Exercise brief: Please rewrite the records below, replacing "single point" with "dot" and leaving all other text unchanged. Leave the pictures out of your answer.

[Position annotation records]
• • • • • • •

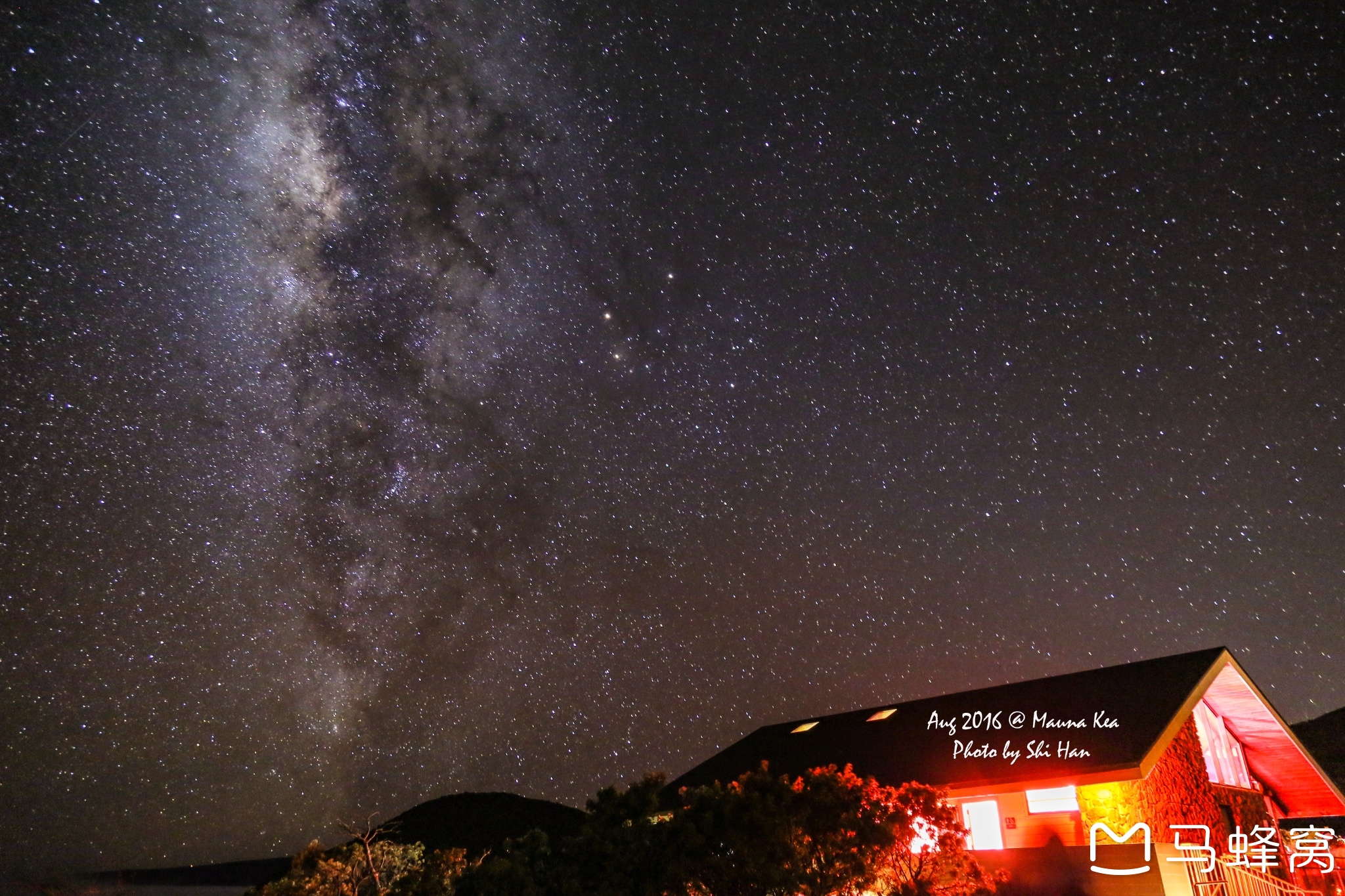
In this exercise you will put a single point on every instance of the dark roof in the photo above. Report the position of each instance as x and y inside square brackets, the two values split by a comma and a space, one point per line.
[1142, 698]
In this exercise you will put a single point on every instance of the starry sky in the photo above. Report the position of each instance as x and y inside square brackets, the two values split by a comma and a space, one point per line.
[407, 396]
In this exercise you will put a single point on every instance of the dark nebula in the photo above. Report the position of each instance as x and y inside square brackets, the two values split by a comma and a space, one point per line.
[412, 396]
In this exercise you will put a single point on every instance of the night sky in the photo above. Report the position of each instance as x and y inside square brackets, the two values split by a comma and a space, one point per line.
[413, 396]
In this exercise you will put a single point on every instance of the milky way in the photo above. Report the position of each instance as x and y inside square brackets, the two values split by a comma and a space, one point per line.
[405, 398]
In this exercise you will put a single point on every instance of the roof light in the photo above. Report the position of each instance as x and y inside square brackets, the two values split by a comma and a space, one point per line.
[1053, 800]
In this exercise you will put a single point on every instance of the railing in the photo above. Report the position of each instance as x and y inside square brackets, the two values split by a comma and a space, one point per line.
[1227, 879]
[1248, 882]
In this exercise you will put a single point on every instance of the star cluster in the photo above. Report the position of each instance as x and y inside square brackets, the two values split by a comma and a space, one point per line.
[404, 398]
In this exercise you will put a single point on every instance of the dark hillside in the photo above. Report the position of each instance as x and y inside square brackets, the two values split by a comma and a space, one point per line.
[475, 822]
[478, 822]
[1325, 739]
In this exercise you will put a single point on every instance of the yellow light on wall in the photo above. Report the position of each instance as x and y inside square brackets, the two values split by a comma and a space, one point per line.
[1053, 800]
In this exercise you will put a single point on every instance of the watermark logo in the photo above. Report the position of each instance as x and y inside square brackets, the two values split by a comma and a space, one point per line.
[1118, 839]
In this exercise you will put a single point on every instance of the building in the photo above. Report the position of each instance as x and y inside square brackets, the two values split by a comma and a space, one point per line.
[1042, 766]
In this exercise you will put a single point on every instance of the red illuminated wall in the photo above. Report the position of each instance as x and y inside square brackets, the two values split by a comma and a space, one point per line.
[1176, 792]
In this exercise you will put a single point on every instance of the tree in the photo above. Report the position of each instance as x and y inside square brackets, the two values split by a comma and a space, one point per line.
[368, 865]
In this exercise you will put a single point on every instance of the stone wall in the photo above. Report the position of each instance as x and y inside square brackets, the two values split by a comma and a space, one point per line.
[1176, 792]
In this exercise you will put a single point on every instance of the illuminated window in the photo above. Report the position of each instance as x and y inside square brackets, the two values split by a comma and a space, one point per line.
[1224, 758]
[982, 821]
[1053, 800]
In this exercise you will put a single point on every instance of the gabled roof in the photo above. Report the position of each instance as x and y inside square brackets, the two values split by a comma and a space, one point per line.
[1119, 721]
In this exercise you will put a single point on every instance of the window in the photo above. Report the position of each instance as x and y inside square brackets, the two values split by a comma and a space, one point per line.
[1053, 800]
[1224, 759]
[982, 820]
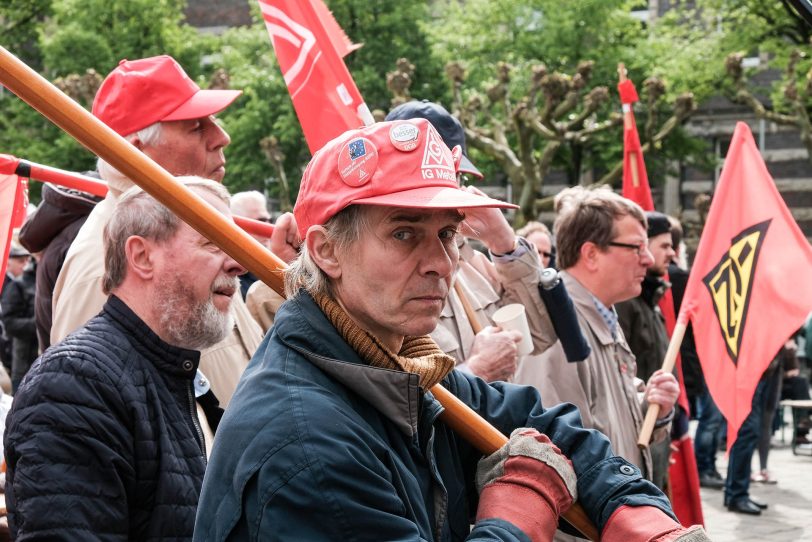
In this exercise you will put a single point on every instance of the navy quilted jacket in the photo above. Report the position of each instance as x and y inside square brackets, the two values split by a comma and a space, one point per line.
[102, 441]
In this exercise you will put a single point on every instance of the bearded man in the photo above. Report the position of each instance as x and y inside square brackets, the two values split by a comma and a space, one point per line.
[103, 440]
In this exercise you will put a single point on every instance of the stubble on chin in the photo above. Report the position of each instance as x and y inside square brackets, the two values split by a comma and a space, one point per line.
[189, 324]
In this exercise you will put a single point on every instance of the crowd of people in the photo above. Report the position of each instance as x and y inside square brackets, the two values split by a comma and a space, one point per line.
[156, 410]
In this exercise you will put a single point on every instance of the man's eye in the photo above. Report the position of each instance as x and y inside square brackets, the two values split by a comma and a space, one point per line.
[448, 234]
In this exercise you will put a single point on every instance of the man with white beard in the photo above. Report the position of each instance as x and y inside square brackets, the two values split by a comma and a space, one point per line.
[103, 439]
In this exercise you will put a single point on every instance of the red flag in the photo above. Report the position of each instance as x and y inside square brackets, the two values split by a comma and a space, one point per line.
[10, 187]
[739, 297]
[635, 179]
[310, 47]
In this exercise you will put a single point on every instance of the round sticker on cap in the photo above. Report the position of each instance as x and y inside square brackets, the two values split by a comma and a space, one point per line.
[404, 136]
[357, 161]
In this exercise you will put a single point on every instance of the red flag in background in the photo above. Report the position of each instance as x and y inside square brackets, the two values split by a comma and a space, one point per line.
[740, 297]
[310, 47]
[635, 179]
[11, 213]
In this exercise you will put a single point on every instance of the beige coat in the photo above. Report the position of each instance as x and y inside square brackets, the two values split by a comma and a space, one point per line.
[489, 286]
[602, 386]
[78, 297]
[263, 303]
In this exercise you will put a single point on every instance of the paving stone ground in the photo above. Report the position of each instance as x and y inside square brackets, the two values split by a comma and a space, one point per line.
[789, 517]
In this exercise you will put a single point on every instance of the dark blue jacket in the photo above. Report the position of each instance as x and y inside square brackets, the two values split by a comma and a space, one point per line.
[317, 445]
[102, 441]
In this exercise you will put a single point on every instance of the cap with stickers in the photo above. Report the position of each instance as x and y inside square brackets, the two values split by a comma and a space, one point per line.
[392, 164]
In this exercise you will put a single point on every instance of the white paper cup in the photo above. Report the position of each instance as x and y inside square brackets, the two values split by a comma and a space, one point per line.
[512, 317]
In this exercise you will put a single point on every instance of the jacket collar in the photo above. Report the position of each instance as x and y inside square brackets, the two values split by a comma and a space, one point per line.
[301, 325]
[583, 299]
[177, 361]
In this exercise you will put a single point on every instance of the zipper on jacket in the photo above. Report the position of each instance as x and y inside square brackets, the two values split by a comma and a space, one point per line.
[195, 422]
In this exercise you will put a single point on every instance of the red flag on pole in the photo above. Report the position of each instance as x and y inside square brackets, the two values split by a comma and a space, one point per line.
[738, 296]
[11, 215]
[310, 47]
[635, 179]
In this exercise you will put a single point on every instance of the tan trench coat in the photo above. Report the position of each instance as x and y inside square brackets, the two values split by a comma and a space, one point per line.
[78, 297]
[488, 287]
[602, 386]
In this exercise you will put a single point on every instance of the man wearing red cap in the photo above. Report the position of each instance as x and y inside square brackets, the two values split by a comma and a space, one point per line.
[153, 104]
[490, 353]
[332, 433]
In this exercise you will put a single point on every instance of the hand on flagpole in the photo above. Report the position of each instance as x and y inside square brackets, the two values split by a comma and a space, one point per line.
[662, 389]
[488, 225]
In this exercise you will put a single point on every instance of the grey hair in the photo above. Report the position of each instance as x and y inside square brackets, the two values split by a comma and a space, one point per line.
[343, 229]
[589, 215]
[138, 213]
[152, 135]
[239, 200]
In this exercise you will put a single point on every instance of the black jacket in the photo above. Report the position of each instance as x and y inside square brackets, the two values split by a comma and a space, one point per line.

• • • • • • •

Exercise output:
In this exercise you will put a dot on every instance of the dark roof in the photo above. Report the position of each instance as x and y inside square brackets, the two values split by a comma and a space, one point per line.
[1142, 698]
In this exercise you will put a dot on every instance of the starry sky in the photo above. Report the position of each instance as x and y inside square brackets, the two values split by a comma and a space, one point per line.
[407, 396]
In this exercise you will put a dot on every instance of the dark nebula in the photo above. Report the position of each instance as x and y inside square brackets, the two values split by a comma and a space, one point per line.
[412, 396]
In this exercise you will put a dot on every instance of the night sky in the photo above. Report the position of each instance as x and y inside square brackets, the two values split by a comma and a space, one point per line.
[413, 396]
In this exercise you will put a dot on every instance of the milky way in the photo above. Report the position of each instance as x and y inside square brackets, the two values split by a comma and a space, one point per line.
[405, 398]
In this exercise you will put a dot on every instance of the roof light in the photo above. Report the position of each instance as x and y inside square brackets, the two values split by a comma and a space, one point per line.
[1053, 800]
In this exercise you will put a dot on every instance of the railing in the photo above. Report the position of each instance as x and y inside square brackets, the two values split by a comma and a space, one point per line.
[1227, 879]
[1248, 882]
In this exercise you will put a dot on every instance of the star cluster in the photo above. Report the position of each instance as x and y inside square brackets, the two values split by a comma and a space, one point per line.
[404, 398]
In this exercise you will put a dot on every instance of the dark hillside in the photo above. Report the position of each instance as x and y inside square brackets, the two values split by a comma and a space, one point per line.
[475, 822]
[478, 822]
[1325, 739]
In this exercise you will put a dot on every instance of the yellow light on wall in the photo above. Report the position of each instance as x and y inside square brackets, the two values split by a comma and a space, one point per line.
[1053, 800]
In this exercise you will put a dot on every instance of the watermark logo in the photo above. Report the position of each instance as x and y inside square brackets, the two values split by a comma and a space, one point per line.
[1118, 839]
In this exercise you will put a dot on every instance of the building in the photo above. Report the position of each instance as x and y inside square brackets, the two values split by a comma and a space, one point per line.
[1042, 766]
In this exercise you will put a dot on every instance of the red illuminated wall in the photo above. Report the position of each instance as x and y inside square brackets, the two values split by a comma and a space, one point per line.
[1176, 792]
In this exercise you will put a dot on every instance of the tree in the photo above. Report the position of each instance as x and y inside square brackets, the two values split by a comma and a space, one point per line.
[368, 865]
In this exercise you will put a dot on every instance of the stone wall in the photo above. Report the position of each instance as x and y inside square brackets, the two values split by a comma and a space, one point per line.
[1176, 792]
In this exercise you will put a dot on every instance of the illuminated window in the photo above. Report the position of each instance as x and y inside square brackets, the two values split by a comma and a space, one point per line.
[1224, 758]
[982, 821]
[1053, 800]
In this exercise you will put a dot on every instance of the gabled roof in the photo above. Report the position of each instance as x and y inside square brackets, the two values split by a comma and a space, one point per line.
[1119, 721]
In this exercise you will put a dot on every instance of the window in the photo above. Report the position of each instance as x and y inside square brackets, the two values split by a comma and a space, one point per line.
[1053, 800]
[1224, 759]
[982, 820]
In this exercise you will put a dot on every instance of the navy quilted jacket in the photo above. Report the position of each instance as x and y inside square brackets, the two values split by a comma and a space, one point per line.
[102, 441]
In this exercise you will put a dot on every instance of the bearded man in the photo above. Report the position of each instance as x and y inside square brackets, the two values split by a comma and a space, one point per line.
[103, 440]
In this exercise you will put a dot on every instance of the stubble on chin in the photo above. Report the position of each instance as x and y inside square brackets, the two values split by a comma and a space, one point per line.
[189, 324]
In this exercise you will put a dot on every instance of the crowd of people in the photo above. Report the position of each instance as x and y inside square brackets, the two values split by a comma and a space, one point per line.
[156, 410]
In this exercise you will put a dot on every instance of the man's eye in the photo above. Report the position of each instance as x and y inside square brackets, the two values split by a comma and a space, one point per line.
[448, 234]
In this exercise you will put a dot on every instance of the man with white beard in the photo above. Report the position of each instance as x and y inside square brackets, the two values split by a comma and a space, one point per line.
[103, 439]
In this exercise you will put a dot on every instance of the red flag in the photo above. Report the position of each instance as x and y inside square brackets, the two values split by a comma and a space, one point per line.
[10, 187]
[739, 297]
[635, 179]
[310, 47]
In this exercise you will put a dot on every instance of the round sticker on cap in the photo above. Report the position of each instance as x and y inside square brackets, the two values split by a comma and a space, one point per line.
[404, 136]
[357, 161]
In this exercise you will put a dot on every instance of the red flag in background in the photo above. Report the position of each instance as x and y inside square brackets, the two values split by a comma and a space, one point per line.
[740, 297]
[310, 47]
[635, 179]
[11, 213]
In this exercise you will put a dot on every instance of the beige coat in the photo above. Report the position of each instance as x and y inside square brackets, the two values split by a comma and a space, one point per line.
[489, 286]
[602, 386]
[78, 297]
[263, 303]
In this exercise you will put a dot on every instance of the paving stone ground in the photo above. Report the position of each instance as x and y inside square brackets, the two values split by a comma and a space, one point per line.
[789, 517]
In this exercise you will put a dot on every instance of the dark blue jacket in the photo above. Report the position of each instance as x and y inside square brackets, the two values split by a comma and a space, one point per line.
[317, 445]
[102, 441]
In this exercise you will put a dot on every instance of the cap with stickers in the photo above. Report the position of each instance as x and y inside square brackets, the two values split by a comma and a space, one point per line.
[392, 164]
In this exercise you will put a dot on every instance of the white paper cup in the photo above. Report the position of each instance as x and y inside square brackets, the two values split by a comma and a space, one point per line.
[512, 317]
In this exercise you will put a dot on every instance of the jacket collar in the photo above. Report the position of each instance as x and y inside square brackets, the two values split by a comma and a space, one point per line.
[301, 325]
[583, 299]
[177, 361]
In this exercise you will put a dot on every instance of the zipper on jacket in the photo above. Report the position of each instance as x and y inside square brackets, the two values split by a comma and a space, one point per line.
[195, 422]
In this exercise you will put a dot on every instance of the red flag on pole in the photo above. Report the position of each instance as x and y inside square brackets, the two values split by a comma and a space, one point per line.
[738, 296]
[11, 215]
[310, 47]
[635, 179]
In this exercise you will put a dot on every instance of the tan trench coat in the photo above. Report the position of each instance as x and y inside square brackets, the two values split by a comma and a space, one point per line.
[78, 297]
[488, 287]
[602, 386]
In this exercise you will put a dot on every instance of the man wearing red cap in the photo above. Report the position of each instance as x and y inside square brackets, the two values split by a comma and a space, one point per line.
[153, 104]
[490, 353]
[332, 433]
In this exercise you will put a dot on every instance of the hand on flagpole in the photo above. Report the position of each instance as x and y inside square brackets, the two values split by a comma and a space, one point per line.
[662, 389]
[488, 225]
In this exercise you will put a dot on every instance of the grey hair in the photo above. Report the position of each instance as x and y inside square brackets, the two values split by a comma and a space, one point per line.
[343, 229]
[589, 215]
[138, 213]
[152, 135]
[239, 200]
In this exercise you will put a dot on every instance of the black jacket in the photo above. Report the position of each instance as x and y inside square brackets, the two values split by a comma and a space, one point per line.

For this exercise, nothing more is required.